-- Source extract --
++++++++++

Make a comparison: When the Israelis invaded Lebanon in 1982, Yasser Arafat and the Red Crescent quite quickly claimed that the Israeli army had killed hundreds of thousands, indeed, had slaughtered more Palestinians than were actually living in Lebanon. In the enormous exaggerations was a painful truth: Israel had broken the back of the PLO through conventional war. Calibrated U.S. bombing runs that have left all of the Taliban front lines essentially intact aren't the terrifying onslaught we let loose on the Iraqis in the Gulf War. The Taliban surely know this. And the official American anxiety about waging war during the Muslim holy month of Ramadan, which gets immediately relayed via CNN, doesn't exactly make the holy-warrior crowd quake since they, like all Muslims, don't expect Muslims, let alone Western infidels, to slacken their fighting during the month.

If we really intend to intimidate, much less destroy, the Taliban, how can it be that they still routinely wage offensive operations against the Northern Alliance? Does the condign vengeance for 6,000 dead Americans now rest with the "formerly" pro-Taliban Pakistani intelligence and the omnicompetent CIA trying to find some covert way of getting Pashtun Afghans to switch sides?

Americans may not like thinking about vengeance--though this wasn't a problem for our fathers and grandfathers after Pearl Harbor--but this isn't true for the denizens of the Middle East. The capacity to inflict intiqam, vengeance, is there an essential element of power and dominion. If we do not scorch all those in the Middle East who gave aid to al Qaeda, we will mercilessly belittle ourselves before men who have an acute sense of the jugular. The Clinton administration repeatedly made the cardinal error of thinking others saw America as it wanted them to see America, of defining crime and punishment by oh-so-civilized modern standards. Madeleine Albright sounded tough so, by God, we were. Bin Laden nearly sank the USS Cole in the port of Aden in October 2000, and the administration solemnly promised, with clenched teeth, to track down those responsible, but did nothing.

Does it now, after September 11, really seem inhuman to suggest that at a minimum the Clinton administration should have napalmed the Taliban front lines for a month as a token repayment for the attack on a U.S. warship? And isn't the Bush administration now in danger of following in the same footsteps? As the war against terrorism drags on and becomes the protracted battle that the administration keeps warning us about, will we become more or less inclined to use awe-inspiring military force--the coin of the realm in the Middle East?

++++++++++

-- What the exercise asks --
Can you rewrite the passage on the Taliban from "Does it now, after" to "the Middle East?", putting "bombed" in place of "napalmed"? The material after this point comes from a different source.

++++++++++

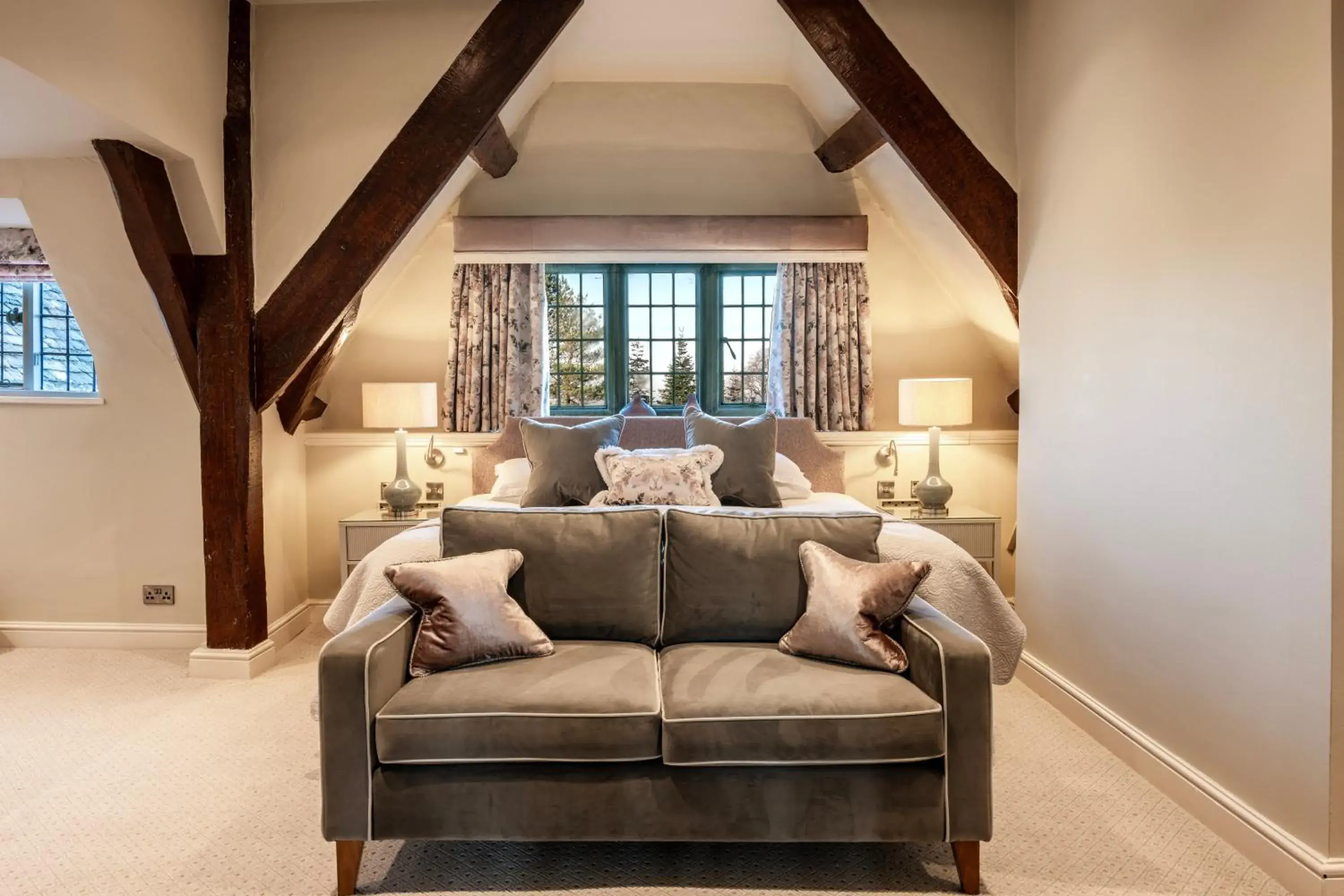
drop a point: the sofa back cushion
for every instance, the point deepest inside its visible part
(734, 575)
(588, 573)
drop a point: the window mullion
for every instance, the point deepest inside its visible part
(617, 342)
(707, 385)
(30, 326)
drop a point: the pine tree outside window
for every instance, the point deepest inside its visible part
(663, 332)
(42, 350)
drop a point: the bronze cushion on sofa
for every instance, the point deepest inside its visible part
(590, 700)
(734, 575)
(748, 704)
(588, 573)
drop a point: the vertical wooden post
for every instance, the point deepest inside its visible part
(230, 428)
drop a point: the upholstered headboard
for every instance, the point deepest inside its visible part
(797, 441)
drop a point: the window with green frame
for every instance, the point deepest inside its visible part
(662, 332)
(42, 349)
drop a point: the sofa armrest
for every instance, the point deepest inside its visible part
(953, 667)
(358, 673)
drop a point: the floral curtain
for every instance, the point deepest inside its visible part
(496, 355)
(21, 256)
(822, 346)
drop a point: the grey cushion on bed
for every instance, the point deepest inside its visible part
(588, 573)
(746, 476)
(734, 575)
(564, 470)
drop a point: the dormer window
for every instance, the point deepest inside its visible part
(42, 349)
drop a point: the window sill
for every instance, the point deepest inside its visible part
(19, 397)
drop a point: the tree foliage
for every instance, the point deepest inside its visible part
(679, 383)
(578, 370)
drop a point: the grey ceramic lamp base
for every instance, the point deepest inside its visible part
(933, 492)
(401, 493)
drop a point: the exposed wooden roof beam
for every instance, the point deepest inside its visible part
(854, 142)
(405, 179)
(494, 152)
(230, 428)
(300, 398)
(158, 238)
(976, 197)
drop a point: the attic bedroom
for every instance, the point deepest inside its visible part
(530, 447)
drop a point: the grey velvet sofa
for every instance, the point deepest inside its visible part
(667, 712)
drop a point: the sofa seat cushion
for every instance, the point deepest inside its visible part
(748, 704)
(588, 702)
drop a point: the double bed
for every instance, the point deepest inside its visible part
(957, 586)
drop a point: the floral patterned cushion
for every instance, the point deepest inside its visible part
(659, 476)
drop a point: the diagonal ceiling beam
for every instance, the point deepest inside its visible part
(494, 152)
(429, 148)
(159, 241)
(976, 197)
(854, 142)
(300, 398)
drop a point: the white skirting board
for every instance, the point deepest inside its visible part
(1292, 863)
(142, 636)
(125, 636)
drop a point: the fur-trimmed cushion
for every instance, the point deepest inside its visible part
(659, 476)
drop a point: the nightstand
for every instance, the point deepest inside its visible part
(978, 532)
(365, 531)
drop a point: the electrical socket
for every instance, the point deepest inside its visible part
(159, 594)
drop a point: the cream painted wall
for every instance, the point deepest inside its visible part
(156, 65)
(107, 499)
(1336, 823)
(1175, 512)
(100, 500)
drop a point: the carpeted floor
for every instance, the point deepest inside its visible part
(121, 775)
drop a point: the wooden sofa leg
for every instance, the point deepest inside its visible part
(967, 853)
(349, 852)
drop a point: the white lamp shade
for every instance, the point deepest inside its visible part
(400, 406)
(936, 402)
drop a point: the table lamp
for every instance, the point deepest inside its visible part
(400, 406)
(935, 404)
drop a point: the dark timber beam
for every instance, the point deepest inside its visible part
(854, 142)
(299, 402)
(159, 241)
(976, 197)
(230, 428)
(494, 152)
(396, 191)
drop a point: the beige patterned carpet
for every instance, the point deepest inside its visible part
(121, 775)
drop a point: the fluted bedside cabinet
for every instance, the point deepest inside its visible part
(365, 531)
(978, 532)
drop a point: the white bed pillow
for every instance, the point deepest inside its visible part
(681, 477)
(511, 478)
(789, 480)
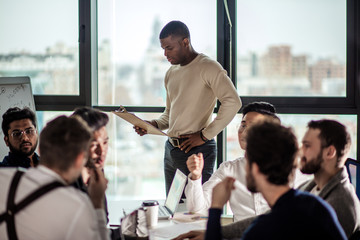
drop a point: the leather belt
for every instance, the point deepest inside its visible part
(176, 142)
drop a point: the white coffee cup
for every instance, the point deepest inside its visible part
(152, 210)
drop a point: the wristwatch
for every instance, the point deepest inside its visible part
(203, 137)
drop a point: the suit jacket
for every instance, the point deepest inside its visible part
(338, 192)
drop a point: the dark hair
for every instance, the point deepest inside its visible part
(175, 28)
(259, 107)
(62, 140)
(93, 117)
(14, 114)
(264, 108)
(333, 133)
(273, 148)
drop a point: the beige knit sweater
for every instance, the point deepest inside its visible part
(192, 91)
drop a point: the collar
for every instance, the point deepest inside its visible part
(338, 178)
(16, 160)
(51, 173)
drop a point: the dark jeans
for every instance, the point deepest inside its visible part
(176, 159)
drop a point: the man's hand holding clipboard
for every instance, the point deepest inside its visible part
(141, 127)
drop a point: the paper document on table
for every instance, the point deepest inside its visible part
(186, 217)
(138, 122)
(175, 230)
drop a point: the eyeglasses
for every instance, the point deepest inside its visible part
(242, 127)
(17, 134)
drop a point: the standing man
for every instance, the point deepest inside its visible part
(271, 152)
(20, 135)
(193, 84)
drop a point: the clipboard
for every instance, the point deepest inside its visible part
(136, 121)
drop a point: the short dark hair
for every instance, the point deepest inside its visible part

++++++++++

-- Reply --
Does it now, after September 11, really seem inhuman to suggest that at a minimum the Clinton administration should have bombed the Taliban front lines for a month as a token repayment for the attack on a U.S. warship? And isn't the Bush administration now in danger of following in the same footsteps? As the war against terrorism drags on and becomes the protracted battle that the administration keeps warning us about, will we become more or less inclined to use awe-inspiring military force--the coin of the realm in the Middle East?